Referring expression data

-=-=-=-=-

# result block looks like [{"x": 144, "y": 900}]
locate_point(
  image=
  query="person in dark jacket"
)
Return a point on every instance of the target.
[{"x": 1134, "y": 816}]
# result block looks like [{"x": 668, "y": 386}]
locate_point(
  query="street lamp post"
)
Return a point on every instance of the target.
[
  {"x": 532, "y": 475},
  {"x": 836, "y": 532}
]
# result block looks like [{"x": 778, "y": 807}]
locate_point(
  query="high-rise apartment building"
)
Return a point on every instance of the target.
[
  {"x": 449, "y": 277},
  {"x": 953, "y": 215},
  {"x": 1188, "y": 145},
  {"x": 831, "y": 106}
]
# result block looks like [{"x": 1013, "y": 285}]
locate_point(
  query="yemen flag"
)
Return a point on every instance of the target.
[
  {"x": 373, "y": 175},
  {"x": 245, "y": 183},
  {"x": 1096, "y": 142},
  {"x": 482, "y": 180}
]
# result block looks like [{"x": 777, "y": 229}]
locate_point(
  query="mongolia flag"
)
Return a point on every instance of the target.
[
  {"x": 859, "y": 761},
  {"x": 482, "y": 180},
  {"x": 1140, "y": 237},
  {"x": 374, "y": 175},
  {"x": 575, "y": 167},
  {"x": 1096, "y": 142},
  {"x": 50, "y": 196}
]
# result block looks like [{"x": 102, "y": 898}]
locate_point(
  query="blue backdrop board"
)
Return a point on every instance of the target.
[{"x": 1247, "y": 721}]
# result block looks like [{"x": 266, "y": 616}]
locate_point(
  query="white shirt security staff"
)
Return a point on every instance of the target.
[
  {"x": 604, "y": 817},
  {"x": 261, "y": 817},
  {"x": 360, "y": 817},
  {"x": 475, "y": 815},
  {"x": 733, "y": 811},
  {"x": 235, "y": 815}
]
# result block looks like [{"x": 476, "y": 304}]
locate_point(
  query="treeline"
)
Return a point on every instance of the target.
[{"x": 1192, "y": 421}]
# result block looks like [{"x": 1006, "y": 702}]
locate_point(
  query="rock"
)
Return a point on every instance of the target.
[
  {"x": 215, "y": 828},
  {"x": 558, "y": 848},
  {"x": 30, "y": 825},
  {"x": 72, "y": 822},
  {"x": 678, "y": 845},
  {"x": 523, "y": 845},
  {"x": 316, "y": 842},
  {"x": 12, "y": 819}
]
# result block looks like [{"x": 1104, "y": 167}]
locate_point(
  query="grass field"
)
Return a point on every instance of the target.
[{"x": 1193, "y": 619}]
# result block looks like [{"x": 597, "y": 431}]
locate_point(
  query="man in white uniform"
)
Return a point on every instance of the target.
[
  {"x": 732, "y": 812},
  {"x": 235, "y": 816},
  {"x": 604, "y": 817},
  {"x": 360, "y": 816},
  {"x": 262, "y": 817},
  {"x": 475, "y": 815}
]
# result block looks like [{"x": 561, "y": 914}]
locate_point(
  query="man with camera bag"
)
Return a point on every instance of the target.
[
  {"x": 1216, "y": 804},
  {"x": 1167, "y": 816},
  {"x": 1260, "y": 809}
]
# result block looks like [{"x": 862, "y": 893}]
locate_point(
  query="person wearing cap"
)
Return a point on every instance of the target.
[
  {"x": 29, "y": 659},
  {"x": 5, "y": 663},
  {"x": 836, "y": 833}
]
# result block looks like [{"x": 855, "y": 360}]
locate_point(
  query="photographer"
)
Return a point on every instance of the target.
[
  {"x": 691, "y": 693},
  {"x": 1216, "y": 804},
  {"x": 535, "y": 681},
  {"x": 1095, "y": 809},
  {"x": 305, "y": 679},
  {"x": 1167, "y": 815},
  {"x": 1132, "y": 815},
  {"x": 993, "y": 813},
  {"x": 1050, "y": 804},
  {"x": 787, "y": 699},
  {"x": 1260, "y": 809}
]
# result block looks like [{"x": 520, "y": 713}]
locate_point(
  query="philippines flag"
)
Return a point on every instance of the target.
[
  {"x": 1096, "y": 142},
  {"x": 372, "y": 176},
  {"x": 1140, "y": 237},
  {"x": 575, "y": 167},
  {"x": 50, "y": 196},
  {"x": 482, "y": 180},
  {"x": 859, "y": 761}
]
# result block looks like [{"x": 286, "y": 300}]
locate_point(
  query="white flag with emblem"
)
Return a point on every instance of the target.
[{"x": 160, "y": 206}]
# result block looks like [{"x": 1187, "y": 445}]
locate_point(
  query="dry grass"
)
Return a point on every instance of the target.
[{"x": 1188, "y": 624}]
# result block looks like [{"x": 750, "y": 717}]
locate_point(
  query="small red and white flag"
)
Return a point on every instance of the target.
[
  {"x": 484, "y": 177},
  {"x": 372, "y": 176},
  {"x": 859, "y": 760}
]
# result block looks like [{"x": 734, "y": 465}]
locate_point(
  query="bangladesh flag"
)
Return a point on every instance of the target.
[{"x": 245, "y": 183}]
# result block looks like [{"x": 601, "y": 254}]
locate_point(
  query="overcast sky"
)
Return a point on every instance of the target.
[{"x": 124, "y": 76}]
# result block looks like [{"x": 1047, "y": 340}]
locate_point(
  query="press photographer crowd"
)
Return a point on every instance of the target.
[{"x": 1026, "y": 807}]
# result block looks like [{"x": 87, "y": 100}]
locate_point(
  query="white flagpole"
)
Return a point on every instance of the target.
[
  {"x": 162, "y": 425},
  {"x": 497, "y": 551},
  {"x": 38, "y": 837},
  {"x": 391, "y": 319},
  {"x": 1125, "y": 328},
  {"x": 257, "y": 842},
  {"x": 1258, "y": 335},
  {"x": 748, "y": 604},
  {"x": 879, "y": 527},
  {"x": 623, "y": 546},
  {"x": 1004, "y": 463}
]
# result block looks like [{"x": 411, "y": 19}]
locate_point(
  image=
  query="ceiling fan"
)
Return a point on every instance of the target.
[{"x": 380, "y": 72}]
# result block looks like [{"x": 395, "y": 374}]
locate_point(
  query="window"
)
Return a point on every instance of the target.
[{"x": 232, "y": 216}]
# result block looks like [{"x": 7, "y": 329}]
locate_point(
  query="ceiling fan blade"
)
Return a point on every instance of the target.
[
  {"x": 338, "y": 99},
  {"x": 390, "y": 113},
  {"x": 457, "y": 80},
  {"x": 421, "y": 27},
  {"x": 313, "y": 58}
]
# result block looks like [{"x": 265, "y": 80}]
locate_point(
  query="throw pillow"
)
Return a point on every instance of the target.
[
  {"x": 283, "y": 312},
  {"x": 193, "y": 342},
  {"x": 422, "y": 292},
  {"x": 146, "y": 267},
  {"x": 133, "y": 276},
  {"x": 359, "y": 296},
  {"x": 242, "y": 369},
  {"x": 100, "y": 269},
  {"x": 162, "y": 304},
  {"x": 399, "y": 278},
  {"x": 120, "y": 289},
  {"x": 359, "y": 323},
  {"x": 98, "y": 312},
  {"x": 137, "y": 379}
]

-=-=-=-=-

* TASK BRIEF: Among the lines of the data, find every one that holds "ceiling" and copy it.

* ANSWER SECTION:
  query="ceiling fan"
  query="ceiling fan blade"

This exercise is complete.